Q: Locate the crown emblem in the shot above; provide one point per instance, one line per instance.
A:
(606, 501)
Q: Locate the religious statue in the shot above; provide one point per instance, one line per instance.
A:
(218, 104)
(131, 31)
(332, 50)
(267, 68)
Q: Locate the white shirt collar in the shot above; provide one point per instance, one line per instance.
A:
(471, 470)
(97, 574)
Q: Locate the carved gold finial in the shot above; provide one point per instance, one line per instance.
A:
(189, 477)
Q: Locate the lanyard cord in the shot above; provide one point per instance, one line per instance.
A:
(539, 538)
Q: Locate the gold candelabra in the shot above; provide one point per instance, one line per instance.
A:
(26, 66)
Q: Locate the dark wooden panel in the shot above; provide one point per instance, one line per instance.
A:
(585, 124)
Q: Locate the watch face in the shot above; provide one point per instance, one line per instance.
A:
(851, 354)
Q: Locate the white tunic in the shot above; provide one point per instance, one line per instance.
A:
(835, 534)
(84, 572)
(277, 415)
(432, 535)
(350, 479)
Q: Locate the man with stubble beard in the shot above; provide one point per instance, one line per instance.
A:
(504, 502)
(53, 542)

• • • • •

= AUFGABENSTELLUNG =
Ersetze „white tunic“ durch „white robe“ in den Zeilen der Auflistung, die mit der Zeile beginnen, die „Q: Locate the white tunic“ enthält, und bis zum Ende der Auflistung reichen. Gib nur diese Zeilen wieder und lass alles Übrige unverändert.

= ERGEBNIS DER AUFGABE =
Q: Locate the white robe in the shot above; provide one point per instance, one line per instance.
A:
(835, 534)
(84, 572)
(277, 415)
(432, 535)
(350, 479)
Q: Locate the man with stubble beard in the shot above; provide one point per instance, one line per instance.
A:
(504, 502)
(53, 542)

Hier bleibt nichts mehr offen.